*Texte fourni*.
_ _ _ _

L’hospitalisation d’Abdelaziz Bouteflika, à 48 heures de la convocation du corps électoral pour la présidentielle en Algérie, suscite nombre de questions sur l’état de santé réel de cet homme, affaibli par la maladie mais que ses partisans soutiennent pour un quatrième mandat. Le président doit signer un décret “le 16 ou le 17 janvier”, tel qu’annoncé par l’agence nationale APS mardi, pour convoquer le corps électoral qui fixera donc la date du scrutin 90 jours plus tard. Si le décret paraît vendredi, cette date tombera donc le 17 avril.
Abdelaziz Bouteflika lui-même, au pouvoir depuis 14 ans, a jusqu’à 45 jours avant le scrutin pour se déclarer ou non candidat, selon la Constitution. En annonçant l’hospitalisation du président, âgé de 76 ans, mardi au lendemain de son transfert à Paris à l’hôpital militaire du Val-de-Grâce, la présidence a souligné qu’il s’agissait simplement d’un “contrôle de routine” et qu’il serait rentré pour ce vendredi. Dans ce communiqué cité par l’APS, il est aussi précisé que son état de santé s’améliore “sûrement” et de “façon progressive”.
Candidature
Abdelaziz Bouteflika a passé 80 jours en France en 2013, d’abord au Val-de-Grâce puis à l’hôpital des Invalides, centre militaire de rééducation pour les gros handicaps, pour sa rééducation. Et il avait déjà été hospitalisé à Paris en 2005 pour un ulcère hémorragique de l’estomac, auquel il avait dit avoir survécu “miraculeusement”. “Le président aurait signé avant son départ en France le décret par lequel est convoqué le corps électoral pour la présidentielle”, croit savoir El Khabar. Pour ce quotidien arabophone privé, cette nouvelle hospitalisation “relancera la polémique, non pas sur sa candidature à l’élection de 2014, que bon nombre d’observateurs excluent d’ores et déjà avec certitude, mais sur sa capacité physique à terminer son troisième mandat”.

_ _ _ _

(Éléments issus d’une source de données)
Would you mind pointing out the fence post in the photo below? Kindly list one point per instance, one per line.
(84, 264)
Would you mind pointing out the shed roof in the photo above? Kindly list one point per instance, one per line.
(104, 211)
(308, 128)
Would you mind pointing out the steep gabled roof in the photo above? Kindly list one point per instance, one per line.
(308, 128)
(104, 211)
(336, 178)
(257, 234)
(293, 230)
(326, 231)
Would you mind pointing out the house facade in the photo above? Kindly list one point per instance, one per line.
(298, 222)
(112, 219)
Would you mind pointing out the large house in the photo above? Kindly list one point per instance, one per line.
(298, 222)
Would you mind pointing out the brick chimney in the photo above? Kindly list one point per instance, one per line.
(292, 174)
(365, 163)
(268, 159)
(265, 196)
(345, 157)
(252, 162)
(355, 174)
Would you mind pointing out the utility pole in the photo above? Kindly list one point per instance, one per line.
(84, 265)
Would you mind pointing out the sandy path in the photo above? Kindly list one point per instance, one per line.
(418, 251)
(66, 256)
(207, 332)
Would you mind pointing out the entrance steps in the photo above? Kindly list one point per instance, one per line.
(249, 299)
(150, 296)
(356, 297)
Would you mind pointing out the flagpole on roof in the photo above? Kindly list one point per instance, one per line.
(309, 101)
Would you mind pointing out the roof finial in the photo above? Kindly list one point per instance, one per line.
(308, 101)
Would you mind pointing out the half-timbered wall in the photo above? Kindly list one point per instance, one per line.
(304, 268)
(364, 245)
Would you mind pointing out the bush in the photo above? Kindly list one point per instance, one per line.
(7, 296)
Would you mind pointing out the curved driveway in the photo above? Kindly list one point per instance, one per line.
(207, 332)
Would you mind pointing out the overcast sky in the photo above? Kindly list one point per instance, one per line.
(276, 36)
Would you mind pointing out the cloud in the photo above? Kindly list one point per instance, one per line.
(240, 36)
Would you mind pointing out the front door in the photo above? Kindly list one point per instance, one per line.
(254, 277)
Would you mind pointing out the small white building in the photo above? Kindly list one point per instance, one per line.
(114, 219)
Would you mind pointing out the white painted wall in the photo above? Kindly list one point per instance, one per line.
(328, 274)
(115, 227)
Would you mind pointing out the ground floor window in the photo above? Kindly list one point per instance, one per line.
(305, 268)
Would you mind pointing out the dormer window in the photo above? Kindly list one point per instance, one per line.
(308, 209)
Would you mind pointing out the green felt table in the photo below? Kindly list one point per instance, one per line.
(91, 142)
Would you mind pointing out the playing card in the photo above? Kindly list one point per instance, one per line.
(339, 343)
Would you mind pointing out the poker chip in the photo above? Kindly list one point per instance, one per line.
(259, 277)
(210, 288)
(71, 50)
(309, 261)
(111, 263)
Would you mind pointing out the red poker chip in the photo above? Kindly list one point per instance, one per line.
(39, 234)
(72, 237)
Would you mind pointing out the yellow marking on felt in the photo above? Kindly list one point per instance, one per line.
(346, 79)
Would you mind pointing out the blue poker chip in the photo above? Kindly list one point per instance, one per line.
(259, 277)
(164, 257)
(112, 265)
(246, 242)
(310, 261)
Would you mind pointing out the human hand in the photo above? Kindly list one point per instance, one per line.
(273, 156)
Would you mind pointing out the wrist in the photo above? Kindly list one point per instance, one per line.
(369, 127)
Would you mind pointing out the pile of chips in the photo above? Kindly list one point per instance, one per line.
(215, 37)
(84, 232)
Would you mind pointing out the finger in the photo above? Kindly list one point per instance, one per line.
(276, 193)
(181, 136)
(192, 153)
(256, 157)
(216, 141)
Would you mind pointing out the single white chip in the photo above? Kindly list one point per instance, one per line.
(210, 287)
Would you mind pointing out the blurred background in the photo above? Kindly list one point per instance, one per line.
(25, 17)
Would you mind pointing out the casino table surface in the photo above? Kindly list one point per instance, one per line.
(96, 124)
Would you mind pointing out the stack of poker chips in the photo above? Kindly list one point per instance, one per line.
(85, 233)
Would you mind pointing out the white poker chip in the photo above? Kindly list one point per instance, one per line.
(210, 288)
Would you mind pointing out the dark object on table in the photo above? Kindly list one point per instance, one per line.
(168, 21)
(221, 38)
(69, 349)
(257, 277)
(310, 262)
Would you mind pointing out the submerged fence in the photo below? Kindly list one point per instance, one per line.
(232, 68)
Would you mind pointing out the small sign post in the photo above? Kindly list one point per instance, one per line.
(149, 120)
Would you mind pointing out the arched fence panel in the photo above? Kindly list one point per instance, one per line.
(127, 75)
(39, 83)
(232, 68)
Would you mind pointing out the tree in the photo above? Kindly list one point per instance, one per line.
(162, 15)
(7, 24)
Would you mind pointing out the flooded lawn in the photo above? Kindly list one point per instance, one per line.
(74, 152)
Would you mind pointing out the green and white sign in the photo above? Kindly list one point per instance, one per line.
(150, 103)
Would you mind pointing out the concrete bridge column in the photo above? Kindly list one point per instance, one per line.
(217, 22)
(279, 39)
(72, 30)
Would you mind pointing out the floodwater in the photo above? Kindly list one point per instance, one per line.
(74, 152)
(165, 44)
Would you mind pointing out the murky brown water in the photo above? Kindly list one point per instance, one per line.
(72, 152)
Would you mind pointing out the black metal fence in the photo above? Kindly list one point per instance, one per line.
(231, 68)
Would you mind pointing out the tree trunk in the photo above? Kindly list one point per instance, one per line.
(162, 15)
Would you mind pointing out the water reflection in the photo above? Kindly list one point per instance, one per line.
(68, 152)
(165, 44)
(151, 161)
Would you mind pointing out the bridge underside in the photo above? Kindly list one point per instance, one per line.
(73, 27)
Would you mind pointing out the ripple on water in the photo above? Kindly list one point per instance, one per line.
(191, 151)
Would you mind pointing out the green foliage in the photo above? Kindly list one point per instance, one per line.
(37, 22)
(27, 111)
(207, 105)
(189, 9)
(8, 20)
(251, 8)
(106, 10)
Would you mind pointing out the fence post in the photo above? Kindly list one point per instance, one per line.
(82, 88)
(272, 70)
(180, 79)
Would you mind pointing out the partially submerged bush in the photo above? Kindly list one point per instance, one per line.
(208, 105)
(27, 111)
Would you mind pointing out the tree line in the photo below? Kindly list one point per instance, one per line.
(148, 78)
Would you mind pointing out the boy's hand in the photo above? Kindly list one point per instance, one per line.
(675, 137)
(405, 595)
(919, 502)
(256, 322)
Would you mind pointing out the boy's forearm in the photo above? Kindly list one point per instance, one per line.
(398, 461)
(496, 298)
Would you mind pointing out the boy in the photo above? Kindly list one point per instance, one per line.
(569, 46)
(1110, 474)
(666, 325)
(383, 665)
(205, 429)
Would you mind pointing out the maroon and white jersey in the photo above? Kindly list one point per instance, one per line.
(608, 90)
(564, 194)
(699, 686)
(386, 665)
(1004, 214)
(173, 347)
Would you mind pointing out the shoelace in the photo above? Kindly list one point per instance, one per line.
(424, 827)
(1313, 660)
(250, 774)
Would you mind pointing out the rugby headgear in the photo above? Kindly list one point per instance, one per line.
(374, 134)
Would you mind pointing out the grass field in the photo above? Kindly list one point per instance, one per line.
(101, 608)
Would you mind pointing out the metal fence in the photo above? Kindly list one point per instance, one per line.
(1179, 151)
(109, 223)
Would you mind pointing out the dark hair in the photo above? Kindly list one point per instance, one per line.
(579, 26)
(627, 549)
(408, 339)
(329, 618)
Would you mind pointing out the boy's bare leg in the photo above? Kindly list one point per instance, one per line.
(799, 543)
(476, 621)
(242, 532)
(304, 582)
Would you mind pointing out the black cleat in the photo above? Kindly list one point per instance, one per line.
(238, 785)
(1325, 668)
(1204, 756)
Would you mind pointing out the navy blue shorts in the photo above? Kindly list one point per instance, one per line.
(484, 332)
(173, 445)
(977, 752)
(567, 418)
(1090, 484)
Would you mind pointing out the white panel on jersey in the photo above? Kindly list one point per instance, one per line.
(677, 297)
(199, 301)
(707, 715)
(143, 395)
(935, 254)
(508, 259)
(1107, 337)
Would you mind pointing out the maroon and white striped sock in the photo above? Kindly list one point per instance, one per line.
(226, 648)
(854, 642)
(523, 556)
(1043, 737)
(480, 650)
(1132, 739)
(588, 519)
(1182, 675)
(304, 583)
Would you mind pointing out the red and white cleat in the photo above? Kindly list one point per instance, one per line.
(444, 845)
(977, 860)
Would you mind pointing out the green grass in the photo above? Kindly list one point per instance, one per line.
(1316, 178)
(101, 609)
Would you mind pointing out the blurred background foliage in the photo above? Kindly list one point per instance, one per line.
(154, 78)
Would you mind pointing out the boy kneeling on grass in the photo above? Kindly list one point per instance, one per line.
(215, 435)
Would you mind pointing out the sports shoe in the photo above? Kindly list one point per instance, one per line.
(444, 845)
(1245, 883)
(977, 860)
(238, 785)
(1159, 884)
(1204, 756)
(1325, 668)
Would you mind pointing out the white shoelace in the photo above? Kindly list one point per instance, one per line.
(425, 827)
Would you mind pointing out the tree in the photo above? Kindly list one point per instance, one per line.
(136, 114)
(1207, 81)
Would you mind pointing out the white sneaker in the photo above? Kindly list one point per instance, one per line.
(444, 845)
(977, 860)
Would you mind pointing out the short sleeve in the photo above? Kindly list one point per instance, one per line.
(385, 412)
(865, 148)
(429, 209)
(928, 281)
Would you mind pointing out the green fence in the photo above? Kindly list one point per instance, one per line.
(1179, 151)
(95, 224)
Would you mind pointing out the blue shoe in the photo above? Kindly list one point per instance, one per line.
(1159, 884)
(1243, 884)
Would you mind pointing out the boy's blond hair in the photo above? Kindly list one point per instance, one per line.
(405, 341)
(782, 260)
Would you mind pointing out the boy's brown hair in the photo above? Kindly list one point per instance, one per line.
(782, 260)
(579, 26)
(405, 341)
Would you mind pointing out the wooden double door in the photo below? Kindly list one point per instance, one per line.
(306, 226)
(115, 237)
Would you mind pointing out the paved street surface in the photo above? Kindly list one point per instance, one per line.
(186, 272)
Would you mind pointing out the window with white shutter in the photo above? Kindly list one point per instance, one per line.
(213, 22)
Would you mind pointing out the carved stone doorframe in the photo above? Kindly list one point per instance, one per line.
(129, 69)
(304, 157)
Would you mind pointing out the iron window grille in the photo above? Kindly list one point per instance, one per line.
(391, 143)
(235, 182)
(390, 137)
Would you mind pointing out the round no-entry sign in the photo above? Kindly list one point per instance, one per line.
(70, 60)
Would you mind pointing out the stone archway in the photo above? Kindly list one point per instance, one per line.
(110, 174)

_ _ _ _

*Énoncé 1*.
D’après le texte sur l’hospitalisation d’Abdelaziz Bouteflika, combien de jours le président a-t-il passés en France en 2013 ?
*Énoncé 2*.
Rédigez la suite du texte sur l’hospitalisation d’Abdelaziz Bouteflika, en partant de sa dernière phrase.

*Corrigé 1*.
Il y a passé 80 jours.

*Corrigé 2*.
“Le président est retourné à l’hôpital militaire au moment où la scène politique est entrée dans une phase d’attente”, affirme le quotidien arabophone populaire Echorouk, le plus fort tirage du pays. “Cache-t-on la vérité ?” s’interroge en une le quotidien privé francophone El Watan, qui note que “la maladie du président a plongé l’État dans une paralysie inédite”. Et Liberté de renchérir : “Si l’état de santé du président de la République ne suscite aucune inquiétude, une question se pose : pourquoi se rendre au Val-de-Grâce à 48 heures de la convocation du corps électoral ?”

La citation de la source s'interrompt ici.